PASSAGE PROVIDED:
My work focuses on the reality and life of mental objects. The unseen masquerade as the seen, not only in our mind's eye but as an immediate visual experience.
To realize this I apply volumetric form to models of thought and present them in a variety of environments. The forms are derived from the fields of science and mathematics, specifically geometry and topology. Topology or "rubber-sheet geometry," is the study of shapes whose essential attributes are unchanged by continuous deformation. The shapes are not defined by measurements of distance and angle, but by whether they can be transformed when bent, stretched, or shrunk. For these shapes I assemble environments which include architecture and devices from Italian Renaissance painting. In constructing the compositions I use an underlying geometric framework. The impetus for this device is that all things are hung on a structure of some sort, whether it be paint or metaphor. This device is also connected to Renaissance ideas of proving the divine through the employment of mathematics, or rather, using the tools of the exact sciences as a way of proving the unprovable. I see these arrangements as exemplifying a Metaphysics of Beauty in which the Platonic world of scientific and mathematical objects is filtered through aesthetics in what I have termed Calliphysics. Kale, from the Greek, meaning beautiful.

PROBLEM SET:
(a) In the statement about mental objects, what other name is given for topology?
(b) Return the part of the statement about mental objects between "My work focuses" and "immediate visual experience.", inclusive.

INFORMATION SHOWN:
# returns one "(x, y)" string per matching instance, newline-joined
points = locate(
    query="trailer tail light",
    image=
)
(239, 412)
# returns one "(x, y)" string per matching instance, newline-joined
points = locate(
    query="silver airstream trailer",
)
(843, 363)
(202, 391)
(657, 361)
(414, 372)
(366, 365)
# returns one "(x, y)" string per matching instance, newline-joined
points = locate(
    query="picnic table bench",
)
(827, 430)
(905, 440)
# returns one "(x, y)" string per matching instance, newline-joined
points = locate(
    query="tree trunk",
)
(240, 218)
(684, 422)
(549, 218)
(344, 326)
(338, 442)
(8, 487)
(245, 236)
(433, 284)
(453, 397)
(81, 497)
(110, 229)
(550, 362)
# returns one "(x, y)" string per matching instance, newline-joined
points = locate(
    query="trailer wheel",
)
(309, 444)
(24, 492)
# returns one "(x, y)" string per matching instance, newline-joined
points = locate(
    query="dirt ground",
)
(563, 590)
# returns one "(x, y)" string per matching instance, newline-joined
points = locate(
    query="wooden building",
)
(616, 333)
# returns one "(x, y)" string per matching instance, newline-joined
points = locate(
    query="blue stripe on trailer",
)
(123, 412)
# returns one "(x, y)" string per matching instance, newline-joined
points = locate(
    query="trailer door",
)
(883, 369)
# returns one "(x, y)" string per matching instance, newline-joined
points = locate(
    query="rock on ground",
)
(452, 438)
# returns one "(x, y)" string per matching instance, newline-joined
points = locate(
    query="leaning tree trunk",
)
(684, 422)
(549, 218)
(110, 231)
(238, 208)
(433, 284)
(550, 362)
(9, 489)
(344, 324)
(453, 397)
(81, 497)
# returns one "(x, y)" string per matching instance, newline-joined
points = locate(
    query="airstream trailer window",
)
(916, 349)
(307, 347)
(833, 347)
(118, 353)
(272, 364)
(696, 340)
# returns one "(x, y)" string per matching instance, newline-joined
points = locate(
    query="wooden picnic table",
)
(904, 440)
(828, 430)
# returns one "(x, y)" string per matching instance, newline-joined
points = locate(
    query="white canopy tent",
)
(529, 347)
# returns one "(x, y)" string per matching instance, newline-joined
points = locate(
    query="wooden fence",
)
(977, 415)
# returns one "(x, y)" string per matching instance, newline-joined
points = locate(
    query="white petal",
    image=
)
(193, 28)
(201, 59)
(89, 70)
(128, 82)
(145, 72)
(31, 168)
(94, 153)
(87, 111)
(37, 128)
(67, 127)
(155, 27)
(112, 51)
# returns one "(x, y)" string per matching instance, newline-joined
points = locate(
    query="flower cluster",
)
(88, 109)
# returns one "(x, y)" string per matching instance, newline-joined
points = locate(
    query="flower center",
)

---

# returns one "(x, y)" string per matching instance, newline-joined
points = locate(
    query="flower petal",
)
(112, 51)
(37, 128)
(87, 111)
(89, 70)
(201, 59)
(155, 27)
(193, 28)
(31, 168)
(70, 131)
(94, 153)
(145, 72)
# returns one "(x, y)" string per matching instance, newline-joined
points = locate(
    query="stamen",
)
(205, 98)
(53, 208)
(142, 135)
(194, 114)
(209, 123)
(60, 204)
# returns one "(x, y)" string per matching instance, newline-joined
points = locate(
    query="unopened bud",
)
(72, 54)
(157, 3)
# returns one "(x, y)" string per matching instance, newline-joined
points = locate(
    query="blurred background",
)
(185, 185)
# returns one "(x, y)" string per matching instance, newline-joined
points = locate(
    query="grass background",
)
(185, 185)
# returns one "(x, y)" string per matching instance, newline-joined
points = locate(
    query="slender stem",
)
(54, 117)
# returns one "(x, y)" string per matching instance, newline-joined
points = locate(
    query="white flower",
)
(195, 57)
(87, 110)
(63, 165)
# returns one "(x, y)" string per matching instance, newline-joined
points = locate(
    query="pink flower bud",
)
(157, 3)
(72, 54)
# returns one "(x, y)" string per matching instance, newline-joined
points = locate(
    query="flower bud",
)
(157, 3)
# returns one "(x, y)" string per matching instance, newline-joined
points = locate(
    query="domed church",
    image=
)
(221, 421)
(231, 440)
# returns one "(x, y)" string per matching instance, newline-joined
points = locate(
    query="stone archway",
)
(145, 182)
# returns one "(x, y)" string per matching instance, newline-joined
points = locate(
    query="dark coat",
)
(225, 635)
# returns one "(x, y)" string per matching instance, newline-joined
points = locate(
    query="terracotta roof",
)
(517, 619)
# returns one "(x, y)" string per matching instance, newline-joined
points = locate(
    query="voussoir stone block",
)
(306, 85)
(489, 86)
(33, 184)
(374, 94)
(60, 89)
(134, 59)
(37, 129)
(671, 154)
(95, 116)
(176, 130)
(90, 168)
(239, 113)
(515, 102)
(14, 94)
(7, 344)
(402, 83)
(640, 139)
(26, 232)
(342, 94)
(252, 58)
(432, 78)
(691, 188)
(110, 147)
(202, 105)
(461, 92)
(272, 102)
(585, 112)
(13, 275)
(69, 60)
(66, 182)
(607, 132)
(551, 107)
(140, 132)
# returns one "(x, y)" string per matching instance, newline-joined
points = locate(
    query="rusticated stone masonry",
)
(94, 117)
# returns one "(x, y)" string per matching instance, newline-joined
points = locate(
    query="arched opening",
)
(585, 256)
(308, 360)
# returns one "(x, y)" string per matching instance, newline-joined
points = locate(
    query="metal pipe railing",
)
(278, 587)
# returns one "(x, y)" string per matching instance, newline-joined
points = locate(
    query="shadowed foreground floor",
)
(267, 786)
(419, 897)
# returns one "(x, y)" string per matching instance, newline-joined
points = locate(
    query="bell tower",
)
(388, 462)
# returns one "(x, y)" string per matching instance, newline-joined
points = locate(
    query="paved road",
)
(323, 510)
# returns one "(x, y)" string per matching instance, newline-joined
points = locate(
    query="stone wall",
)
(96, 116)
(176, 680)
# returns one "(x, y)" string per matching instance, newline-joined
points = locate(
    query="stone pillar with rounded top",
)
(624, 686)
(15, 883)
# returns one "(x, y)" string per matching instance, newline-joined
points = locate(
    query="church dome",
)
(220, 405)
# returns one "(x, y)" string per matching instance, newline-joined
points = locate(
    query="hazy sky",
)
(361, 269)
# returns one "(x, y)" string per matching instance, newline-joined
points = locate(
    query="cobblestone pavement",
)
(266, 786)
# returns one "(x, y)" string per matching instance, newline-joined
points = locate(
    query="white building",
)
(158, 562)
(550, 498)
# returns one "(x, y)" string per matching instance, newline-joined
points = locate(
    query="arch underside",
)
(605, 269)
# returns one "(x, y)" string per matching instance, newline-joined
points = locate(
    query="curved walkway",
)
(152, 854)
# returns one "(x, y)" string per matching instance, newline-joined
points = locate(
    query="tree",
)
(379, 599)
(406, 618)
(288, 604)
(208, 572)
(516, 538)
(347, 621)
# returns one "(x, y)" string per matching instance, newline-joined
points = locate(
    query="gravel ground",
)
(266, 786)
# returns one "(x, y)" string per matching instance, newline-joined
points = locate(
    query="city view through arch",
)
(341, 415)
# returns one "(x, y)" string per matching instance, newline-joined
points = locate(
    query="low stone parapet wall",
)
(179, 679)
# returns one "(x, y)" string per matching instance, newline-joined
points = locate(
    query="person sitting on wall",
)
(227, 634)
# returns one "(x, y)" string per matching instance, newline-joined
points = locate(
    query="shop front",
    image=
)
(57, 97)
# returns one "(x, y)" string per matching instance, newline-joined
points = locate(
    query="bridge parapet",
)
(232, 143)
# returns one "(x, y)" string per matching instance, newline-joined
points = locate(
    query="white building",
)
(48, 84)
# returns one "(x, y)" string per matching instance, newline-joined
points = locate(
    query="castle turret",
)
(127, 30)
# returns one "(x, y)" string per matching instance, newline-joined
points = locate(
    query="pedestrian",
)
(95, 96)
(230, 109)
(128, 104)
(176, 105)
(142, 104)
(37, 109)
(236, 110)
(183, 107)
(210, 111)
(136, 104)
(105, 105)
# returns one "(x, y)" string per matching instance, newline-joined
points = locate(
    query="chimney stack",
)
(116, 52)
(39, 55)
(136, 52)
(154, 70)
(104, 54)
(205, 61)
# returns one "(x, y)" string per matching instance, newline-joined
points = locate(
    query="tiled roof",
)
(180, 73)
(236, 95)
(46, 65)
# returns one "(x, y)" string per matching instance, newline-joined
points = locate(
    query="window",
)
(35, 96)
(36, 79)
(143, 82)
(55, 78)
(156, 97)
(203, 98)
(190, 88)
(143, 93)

THE REPLIES:
(a) Rubber-sheet geometry.

(b)
My work focuses on the reality and life of mental objects. The unseen masquerade as the seen, not only in our mind's eye but as an immediate visual experience.